== EXTRACTED MATERIAL ==

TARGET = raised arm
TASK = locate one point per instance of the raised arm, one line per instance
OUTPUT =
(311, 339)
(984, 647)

===

BRIEF:
Write out the entire listing above again, requests included, and shift every coordinate in the answers by adding 90 to it.

RESULT OF THIS EXERCISE:
TARGET = raised arm
TASK = locate one point per instance of the raised arm, one line per instance
OUTPUT =
(401, 429)
(1074, 737)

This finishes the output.